Render the stretch of the material from its beginning through the line containing "box: [723, 182, 829, 262]" as a JSON list of strings, one string per line, with blank lines omitted.

Content starts

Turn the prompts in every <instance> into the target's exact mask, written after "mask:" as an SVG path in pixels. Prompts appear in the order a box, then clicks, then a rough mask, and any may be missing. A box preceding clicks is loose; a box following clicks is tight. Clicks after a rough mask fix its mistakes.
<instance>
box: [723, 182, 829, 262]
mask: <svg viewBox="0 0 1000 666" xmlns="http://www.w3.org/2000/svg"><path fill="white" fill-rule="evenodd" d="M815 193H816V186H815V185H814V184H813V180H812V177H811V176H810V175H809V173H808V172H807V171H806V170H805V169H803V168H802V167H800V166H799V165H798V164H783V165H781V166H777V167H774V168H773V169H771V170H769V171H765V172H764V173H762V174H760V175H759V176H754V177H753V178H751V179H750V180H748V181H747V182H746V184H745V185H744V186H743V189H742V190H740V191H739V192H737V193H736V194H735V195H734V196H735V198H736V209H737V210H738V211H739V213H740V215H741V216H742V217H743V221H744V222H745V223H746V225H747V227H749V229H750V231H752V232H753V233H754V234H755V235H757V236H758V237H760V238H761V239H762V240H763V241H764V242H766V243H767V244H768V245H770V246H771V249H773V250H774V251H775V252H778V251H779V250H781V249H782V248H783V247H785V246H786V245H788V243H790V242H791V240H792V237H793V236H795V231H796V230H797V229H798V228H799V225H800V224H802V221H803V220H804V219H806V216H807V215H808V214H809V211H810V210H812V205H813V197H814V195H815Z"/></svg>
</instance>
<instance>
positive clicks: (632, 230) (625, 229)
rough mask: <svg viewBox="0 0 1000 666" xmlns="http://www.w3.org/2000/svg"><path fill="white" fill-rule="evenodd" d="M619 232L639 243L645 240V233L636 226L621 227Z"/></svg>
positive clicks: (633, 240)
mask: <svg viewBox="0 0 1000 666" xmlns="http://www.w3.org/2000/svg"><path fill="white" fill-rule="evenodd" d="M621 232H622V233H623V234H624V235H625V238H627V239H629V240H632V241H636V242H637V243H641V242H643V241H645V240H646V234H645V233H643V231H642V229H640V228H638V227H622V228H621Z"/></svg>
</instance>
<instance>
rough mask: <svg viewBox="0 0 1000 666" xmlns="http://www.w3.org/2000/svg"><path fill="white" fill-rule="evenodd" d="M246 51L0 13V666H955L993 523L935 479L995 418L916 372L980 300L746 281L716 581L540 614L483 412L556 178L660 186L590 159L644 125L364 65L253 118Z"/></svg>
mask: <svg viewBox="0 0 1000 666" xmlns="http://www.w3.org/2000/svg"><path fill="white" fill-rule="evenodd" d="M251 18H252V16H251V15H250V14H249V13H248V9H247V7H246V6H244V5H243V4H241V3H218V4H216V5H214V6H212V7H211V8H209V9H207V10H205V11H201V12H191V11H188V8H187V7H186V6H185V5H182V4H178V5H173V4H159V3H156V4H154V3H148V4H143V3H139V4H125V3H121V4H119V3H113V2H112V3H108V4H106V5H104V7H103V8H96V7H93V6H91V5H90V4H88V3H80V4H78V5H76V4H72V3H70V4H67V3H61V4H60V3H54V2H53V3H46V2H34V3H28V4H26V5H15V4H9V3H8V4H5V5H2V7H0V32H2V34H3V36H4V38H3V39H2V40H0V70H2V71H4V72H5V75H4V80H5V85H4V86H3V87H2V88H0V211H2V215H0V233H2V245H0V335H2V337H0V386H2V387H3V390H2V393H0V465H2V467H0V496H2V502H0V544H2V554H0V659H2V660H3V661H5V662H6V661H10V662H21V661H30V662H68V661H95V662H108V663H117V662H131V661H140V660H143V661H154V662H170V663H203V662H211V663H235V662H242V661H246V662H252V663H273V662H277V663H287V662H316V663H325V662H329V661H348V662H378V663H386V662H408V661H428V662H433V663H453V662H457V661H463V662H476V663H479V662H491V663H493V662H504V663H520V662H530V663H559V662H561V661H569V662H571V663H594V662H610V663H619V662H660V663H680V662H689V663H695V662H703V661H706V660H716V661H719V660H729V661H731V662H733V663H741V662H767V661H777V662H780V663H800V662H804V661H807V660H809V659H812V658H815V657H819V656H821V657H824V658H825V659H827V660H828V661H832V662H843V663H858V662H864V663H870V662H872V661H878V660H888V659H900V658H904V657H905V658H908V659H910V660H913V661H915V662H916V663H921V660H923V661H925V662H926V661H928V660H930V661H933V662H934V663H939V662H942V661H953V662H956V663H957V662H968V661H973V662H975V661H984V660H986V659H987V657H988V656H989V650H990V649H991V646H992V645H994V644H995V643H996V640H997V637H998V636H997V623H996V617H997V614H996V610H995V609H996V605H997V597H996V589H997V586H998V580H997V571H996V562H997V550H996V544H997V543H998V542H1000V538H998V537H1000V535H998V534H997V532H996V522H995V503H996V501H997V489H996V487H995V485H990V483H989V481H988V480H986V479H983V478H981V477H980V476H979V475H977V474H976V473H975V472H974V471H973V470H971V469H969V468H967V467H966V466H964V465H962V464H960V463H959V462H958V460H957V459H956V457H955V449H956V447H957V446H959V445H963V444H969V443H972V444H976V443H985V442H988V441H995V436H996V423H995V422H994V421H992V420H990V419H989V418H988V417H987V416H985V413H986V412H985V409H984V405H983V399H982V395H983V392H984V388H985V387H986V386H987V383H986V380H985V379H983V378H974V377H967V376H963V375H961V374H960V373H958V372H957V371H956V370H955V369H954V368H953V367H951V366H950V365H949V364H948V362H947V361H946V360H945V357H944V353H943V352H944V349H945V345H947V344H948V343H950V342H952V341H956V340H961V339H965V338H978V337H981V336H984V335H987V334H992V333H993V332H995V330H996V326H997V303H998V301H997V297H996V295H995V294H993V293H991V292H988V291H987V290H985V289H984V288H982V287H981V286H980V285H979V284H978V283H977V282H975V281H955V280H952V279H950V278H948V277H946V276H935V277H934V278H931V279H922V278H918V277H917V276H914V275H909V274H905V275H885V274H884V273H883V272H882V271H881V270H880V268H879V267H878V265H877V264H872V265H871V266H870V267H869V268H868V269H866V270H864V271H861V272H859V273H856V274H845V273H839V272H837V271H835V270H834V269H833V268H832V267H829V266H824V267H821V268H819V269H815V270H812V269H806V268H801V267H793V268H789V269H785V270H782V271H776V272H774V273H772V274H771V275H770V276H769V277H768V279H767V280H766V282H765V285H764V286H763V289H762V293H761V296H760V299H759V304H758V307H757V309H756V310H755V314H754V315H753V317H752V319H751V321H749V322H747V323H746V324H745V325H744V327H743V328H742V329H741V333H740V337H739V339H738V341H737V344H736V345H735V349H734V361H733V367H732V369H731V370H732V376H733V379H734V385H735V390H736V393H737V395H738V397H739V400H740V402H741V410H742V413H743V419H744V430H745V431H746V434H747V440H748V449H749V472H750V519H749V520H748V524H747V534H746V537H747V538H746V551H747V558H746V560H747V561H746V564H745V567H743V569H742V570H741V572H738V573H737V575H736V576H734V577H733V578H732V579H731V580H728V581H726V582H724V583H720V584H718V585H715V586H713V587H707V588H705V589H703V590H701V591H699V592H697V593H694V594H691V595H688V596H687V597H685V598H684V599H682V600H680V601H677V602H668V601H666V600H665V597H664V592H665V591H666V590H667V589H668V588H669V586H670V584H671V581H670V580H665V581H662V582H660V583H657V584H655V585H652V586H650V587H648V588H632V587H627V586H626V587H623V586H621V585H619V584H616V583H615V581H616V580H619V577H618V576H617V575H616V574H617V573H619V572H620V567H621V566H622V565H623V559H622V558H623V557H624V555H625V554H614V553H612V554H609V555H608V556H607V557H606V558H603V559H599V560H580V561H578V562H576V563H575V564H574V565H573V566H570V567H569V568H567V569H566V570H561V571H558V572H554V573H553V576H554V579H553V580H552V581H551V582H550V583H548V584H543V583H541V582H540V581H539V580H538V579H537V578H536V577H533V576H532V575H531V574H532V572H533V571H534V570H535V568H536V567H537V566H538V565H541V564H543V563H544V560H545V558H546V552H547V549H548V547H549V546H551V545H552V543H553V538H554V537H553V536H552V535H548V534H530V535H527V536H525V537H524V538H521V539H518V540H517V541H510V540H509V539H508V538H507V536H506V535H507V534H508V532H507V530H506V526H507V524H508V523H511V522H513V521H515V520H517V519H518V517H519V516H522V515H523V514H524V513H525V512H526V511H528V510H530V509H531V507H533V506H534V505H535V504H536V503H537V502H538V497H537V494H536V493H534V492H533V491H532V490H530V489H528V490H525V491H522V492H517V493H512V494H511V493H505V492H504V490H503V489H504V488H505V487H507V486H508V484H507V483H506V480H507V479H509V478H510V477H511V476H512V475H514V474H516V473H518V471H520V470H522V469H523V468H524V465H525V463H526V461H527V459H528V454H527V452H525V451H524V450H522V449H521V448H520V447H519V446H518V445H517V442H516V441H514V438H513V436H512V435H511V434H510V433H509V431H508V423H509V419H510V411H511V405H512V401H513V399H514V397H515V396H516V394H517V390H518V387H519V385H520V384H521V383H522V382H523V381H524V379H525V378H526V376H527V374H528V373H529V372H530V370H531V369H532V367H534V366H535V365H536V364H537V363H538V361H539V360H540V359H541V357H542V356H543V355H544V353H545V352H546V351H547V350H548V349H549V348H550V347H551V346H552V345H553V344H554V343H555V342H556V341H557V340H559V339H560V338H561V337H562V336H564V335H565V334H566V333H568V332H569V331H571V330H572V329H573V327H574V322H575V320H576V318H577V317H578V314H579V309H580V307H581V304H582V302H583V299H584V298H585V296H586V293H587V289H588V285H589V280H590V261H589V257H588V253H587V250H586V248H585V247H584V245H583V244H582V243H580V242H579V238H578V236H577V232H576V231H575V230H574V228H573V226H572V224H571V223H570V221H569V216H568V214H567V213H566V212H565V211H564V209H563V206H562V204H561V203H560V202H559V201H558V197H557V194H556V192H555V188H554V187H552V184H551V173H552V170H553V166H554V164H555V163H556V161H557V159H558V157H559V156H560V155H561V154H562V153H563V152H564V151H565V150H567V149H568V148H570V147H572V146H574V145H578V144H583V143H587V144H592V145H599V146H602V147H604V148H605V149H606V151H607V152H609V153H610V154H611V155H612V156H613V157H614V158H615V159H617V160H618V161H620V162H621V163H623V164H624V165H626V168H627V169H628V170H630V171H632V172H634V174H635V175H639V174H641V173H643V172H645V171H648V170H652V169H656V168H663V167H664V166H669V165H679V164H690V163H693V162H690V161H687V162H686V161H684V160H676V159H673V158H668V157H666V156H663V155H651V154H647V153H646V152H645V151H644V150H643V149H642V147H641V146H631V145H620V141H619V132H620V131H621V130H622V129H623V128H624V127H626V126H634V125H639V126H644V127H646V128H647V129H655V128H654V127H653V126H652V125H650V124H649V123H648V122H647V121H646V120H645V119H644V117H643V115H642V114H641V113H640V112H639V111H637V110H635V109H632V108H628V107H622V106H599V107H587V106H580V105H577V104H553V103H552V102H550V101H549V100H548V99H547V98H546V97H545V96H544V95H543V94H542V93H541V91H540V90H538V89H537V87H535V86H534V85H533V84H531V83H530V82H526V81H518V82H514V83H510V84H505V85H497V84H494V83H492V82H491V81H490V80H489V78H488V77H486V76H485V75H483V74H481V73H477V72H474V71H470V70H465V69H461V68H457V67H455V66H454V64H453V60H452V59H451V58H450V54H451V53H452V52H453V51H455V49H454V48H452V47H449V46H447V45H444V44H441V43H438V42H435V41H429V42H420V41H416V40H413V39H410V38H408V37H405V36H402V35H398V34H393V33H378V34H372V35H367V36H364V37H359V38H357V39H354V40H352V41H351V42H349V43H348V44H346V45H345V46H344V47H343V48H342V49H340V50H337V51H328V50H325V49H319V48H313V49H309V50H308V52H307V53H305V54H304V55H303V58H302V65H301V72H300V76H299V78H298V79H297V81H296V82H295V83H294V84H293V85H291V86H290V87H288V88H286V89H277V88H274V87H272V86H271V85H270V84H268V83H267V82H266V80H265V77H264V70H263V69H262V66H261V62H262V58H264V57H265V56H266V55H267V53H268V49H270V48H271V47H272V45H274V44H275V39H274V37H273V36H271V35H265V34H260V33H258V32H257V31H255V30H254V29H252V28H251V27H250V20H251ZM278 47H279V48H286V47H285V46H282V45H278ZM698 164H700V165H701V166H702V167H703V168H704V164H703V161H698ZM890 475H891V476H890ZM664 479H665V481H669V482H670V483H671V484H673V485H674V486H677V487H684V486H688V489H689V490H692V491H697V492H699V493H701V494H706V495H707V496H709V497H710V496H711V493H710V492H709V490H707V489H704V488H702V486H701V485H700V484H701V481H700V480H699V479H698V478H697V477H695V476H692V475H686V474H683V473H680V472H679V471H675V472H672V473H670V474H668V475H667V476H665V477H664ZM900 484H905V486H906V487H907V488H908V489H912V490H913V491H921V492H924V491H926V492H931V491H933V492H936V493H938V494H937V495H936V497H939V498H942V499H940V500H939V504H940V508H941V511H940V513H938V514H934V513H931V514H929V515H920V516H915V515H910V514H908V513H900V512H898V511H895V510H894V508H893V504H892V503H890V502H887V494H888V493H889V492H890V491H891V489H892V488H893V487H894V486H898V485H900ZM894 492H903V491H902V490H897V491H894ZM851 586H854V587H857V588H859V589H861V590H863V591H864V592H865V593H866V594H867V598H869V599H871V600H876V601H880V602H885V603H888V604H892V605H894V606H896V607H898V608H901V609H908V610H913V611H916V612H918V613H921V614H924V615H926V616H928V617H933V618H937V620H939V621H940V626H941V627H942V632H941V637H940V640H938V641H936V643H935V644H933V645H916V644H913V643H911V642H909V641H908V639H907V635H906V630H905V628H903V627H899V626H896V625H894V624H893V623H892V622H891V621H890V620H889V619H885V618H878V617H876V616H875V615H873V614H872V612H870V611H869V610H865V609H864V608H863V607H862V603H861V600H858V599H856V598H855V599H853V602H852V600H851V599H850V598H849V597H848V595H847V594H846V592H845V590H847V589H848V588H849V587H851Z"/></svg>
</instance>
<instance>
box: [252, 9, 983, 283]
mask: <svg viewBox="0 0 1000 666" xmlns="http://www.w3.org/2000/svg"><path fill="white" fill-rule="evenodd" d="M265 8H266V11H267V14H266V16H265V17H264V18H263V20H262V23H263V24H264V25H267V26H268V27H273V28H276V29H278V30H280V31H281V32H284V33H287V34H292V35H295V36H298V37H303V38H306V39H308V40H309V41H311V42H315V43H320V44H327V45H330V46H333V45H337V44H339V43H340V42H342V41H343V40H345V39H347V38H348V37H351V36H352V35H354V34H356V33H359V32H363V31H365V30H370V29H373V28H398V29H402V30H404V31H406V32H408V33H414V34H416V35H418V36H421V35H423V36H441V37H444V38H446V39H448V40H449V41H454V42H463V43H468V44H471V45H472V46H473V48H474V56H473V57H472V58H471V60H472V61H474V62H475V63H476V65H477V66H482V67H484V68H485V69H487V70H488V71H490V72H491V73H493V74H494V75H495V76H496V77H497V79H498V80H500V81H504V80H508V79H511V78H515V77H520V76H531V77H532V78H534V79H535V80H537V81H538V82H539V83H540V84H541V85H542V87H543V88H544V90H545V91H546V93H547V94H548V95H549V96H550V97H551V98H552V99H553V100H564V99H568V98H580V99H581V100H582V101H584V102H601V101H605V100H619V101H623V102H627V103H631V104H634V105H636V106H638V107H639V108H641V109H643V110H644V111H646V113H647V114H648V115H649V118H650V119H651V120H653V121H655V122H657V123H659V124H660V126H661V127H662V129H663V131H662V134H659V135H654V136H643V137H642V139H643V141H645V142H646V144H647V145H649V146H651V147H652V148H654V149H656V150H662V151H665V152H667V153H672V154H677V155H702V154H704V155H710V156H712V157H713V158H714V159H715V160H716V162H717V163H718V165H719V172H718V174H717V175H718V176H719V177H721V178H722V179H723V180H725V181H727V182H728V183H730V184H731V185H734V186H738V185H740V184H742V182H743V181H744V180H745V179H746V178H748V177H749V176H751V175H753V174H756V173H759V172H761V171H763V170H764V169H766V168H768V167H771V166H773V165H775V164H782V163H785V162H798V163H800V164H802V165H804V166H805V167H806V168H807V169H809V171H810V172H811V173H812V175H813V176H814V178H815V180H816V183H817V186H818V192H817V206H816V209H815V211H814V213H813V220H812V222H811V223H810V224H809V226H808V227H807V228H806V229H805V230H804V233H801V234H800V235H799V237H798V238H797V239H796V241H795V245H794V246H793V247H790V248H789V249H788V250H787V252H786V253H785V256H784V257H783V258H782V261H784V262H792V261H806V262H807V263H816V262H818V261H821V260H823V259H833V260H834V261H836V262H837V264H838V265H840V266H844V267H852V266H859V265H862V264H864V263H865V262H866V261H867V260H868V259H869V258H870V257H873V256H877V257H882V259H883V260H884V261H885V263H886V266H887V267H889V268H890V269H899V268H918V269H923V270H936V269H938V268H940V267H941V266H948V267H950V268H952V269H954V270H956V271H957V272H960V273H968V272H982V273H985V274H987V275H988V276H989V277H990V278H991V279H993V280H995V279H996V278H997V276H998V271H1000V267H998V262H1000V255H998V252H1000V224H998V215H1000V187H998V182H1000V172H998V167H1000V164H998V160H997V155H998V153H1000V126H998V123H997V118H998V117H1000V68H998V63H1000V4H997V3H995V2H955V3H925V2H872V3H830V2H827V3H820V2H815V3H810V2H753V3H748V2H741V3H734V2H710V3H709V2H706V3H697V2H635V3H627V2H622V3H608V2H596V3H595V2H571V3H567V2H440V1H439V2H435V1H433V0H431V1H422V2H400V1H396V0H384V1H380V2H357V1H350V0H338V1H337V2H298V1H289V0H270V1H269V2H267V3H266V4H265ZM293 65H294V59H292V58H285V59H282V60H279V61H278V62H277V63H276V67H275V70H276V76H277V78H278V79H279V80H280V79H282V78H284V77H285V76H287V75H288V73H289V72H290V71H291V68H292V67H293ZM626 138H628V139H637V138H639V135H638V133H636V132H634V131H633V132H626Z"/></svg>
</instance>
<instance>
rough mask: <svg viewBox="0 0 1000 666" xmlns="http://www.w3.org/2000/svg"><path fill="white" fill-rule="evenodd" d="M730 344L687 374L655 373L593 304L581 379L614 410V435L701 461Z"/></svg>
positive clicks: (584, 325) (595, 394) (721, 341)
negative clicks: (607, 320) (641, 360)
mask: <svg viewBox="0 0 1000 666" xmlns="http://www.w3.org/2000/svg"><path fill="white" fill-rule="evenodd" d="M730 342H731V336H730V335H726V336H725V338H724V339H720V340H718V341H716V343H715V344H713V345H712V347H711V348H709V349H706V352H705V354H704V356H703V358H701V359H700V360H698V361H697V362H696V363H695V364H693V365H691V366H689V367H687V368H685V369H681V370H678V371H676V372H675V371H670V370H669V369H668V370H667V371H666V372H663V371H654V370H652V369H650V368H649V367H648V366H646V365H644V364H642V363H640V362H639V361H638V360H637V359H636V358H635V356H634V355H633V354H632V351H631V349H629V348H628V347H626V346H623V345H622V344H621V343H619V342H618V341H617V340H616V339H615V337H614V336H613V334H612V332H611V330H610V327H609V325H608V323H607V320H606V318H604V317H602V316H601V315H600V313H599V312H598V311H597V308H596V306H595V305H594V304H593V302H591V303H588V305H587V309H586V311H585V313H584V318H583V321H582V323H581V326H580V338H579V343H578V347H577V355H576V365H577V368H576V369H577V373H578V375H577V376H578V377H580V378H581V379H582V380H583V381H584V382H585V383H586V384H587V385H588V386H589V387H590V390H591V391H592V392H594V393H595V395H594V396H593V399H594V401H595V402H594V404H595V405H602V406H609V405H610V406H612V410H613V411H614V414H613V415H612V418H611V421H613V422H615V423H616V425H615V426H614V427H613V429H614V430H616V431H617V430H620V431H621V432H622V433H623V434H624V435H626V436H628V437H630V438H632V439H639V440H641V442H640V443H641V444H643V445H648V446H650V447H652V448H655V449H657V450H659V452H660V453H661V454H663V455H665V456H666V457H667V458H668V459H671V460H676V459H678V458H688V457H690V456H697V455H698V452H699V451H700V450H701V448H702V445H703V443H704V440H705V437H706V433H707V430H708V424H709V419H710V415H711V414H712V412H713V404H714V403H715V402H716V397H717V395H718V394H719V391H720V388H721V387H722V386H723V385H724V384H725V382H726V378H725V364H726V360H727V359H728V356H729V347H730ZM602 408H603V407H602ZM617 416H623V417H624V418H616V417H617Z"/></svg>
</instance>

Content ends

## The answer
[
  "Turn the prompts in every <instance> into the target's exact mask, written after \"mask:\" as an SVG path in pixels. Prompts appear in the order a box, then clicks, then a rough mask, and any may be missing. A box preceding clicks is loose; a box following clicks is tight. Clicks after a rough mask fix its mistakes.",
  "<instance>",
  "box: [723, 182, 829, 262]"
]